# DIRECTIONS
1. Return the passage from the article on Rusty Goffe between "Rusty Goffe (born" and "Secondary Modern School.", inclusive.
2. Turn the paragraph of the Rusty Goffe article that begins "Goffe appeared as an Oompa-Loompa" into a brief list that keeps its main facts.

--- SELECTED EXCERPT ---

British actor (born 1948)

Rusty Goffe (born 30 October 1948) is a retired English actor. He is best known for his appearances in Willy Wonka & the Chocolate Factory, Star Wars Episode IV: A New Hope, and the Harry Potter franchise. He played Goober on Stupid!.

==Early life==
Goffe was born on 30 October 1948 in Herne Bay, Kent. He attended Sturry Secondary Modern School.

==Acting career==
Goffe appeared as an Oompa-Loompa in the 1971 version of Willy Wonka & the Chocolate Factory and as a Jawa in Star Wars Episode IV: A New Hope, among a few other aliens. He also appeared in the films Willow and Flash Gordon. He played Le Muff in the film History of the World Part I and also played Goober, a purple gremlin butler in the CBBC children's sketch show Stupid!

In 2007, Goffe played the lead role in A Kitten for Hitler, a film created by Ken Russell with the intention of making something as offensive as possible. Goffe played a Jewish child who is made into a lamp by Hitler. He is also notable for being the face of Ginsters.

Following the death of Shin Hamano (c 1936/1937 - 2021), who played the Japanese Candy Store Owner, Rusty Goffe and Albert Wilkinson, who both played Ooompa Loompas in the film, were the last surviving members of the adult cast.

Goffe is a member of the Grand Order of Water Rats. He retired from acting in September 2026.

==Personal life==
On 24 April 2019, Goffe married Sarah Goffe, his girlfriend of over 30 years, in Koh Samui. He has two children.

--- ENTRIES SHOWN ---

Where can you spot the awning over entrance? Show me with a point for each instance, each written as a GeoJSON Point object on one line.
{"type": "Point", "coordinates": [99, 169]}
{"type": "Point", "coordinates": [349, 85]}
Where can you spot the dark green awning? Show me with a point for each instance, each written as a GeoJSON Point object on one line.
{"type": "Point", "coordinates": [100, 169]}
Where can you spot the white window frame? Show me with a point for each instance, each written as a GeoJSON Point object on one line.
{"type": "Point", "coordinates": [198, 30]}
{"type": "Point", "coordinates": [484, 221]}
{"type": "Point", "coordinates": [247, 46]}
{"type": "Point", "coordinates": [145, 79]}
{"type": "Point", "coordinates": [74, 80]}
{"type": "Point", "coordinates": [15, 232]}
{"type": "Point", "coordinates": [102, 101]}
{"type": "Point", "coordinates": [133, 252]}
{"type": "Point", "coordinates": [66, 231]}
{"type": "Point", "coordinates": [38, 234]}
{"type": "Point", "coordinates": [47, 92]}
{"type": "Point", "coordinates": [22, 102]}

---

# ANSWER SECTION
1.
Rusty Goffe (born 30 October 1948) is a retired English actor. He is best known for his appearances in Willy Wonka & the Chocolate Factory, Star Wars Episode IV: A New Hope, and the Harry Potter franchise. He played Goober on Stupid!.

==Early life==
Goffe was born on 30 October 1948 in Herne Bay, Kent. He attended Sturry Secondary Modern School.

2.
- An Oompa-Loompa in the 1971 version of Willy Wonka & the Chocolate Factory
- A Jawa and a few other aliens in Star Wars Episode IV: A New Hope
- Appearances in the films Willow and Flash Gordon
- Le Muff in the film History of the World Part I
- Goober, a purple gremlin butler, in the CBBC children's sketch show Stupid!